Location identification entries:
|---|

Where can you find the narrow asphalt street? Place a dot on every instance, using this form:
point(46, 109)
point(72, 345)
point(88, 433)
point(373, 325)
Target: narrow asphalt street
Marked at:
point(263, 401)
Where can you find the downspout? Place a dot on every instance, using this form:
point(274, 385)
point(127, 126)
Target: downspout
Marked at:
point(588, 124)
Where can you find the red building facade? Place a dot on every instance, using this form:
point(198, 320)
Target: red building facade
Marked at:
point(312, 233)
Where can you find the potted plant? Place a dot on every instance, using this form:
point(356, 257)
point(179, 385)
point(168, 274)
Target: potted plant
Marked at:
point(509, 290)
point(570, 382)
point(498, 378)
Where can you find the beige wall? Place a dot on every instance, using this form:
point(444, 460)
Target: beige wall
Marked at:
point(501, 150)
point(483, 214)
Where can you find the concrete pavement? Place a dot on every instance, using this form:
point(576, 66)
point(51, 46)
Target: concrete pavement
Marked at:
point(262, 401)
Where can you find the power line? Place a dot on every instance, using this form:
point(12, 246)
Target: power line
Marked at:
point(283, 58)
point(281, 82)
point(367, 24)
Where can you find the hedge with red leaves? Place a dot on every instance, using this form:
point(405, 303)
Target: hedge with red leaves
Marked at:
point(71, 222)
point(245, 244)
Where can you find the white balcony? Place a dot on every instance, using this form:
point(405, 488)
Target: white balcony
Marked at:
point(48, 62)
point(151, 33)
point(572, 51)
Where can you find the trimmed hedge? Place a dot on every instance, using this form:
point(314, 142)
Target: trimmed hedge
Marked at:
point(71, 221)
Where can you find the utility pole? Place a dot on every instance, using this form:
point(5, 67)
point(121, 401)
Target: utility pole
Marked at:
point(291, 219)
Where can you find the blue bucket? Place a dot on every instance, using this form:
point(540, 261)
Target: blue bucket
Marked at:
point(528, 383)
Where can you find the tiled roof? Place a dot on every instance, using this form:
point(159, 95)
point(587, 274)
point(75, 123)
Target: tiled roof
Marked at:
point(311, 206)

|---|

Write out again every line, starting with the line with "Where can you find the trimmed" and going on through the end of the entries. Add -91 to each coordinate in the marked answers only.

Where can you find the trimmed hedge? Place a dot on every instance, using this form:
point(314, 142)
Target: trimmed hedge
Marked at:
point(-20, 130)
Where can you find the utility pole? Place a dot on every instance, using this form:
point(5, 67)
point(121, 401)
Target: utility pole
Marked at:
point(200, 128)
Where can you find the blue bucket? Place a dot on every instance, using this form:
point(540, 261)
Target: blue bucket
Marked at:
point(437, 292)
Where can you find the tiled roof? Place a dot on every instance, using this form:
point(159, 95)
point(587, 274)
point(75, 123)
Target: tiled roof
Marked at:
point(220, 115)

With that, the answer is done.